— Begin Extracted information —

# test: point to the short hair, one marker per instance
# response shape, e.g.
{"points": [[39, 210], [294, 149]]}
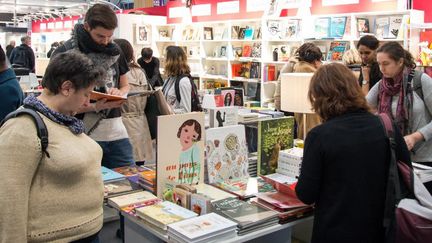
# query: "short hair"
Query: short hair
{"points": [[396, 52], [176, 62], [146, 53], [334, 91], [309, 52], [101, 15], [369, 41], [2, 57], [191, 122], [73, 66]]}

— End Extracted information —

▶ **Problem description**:
Render all of the data above as a JSON array of strings, with one string per line. Omit blank lines and any picture.

▶ **Written response**:
[
  "# test: point to the short hair, one marker per instance",
  "# response shape, e.g.",
  "{\"points\": [[39, 210], [294, 149]]}",
  "# query: \"short hair\"",
  "Query: short hair",
  "{\"points\": [[396, 52], [176, 62], [146, 53], [334, 91], [309, 52], [101, 15], [369, 41], [2, 57], [191, 122], [73, 66]]}"
]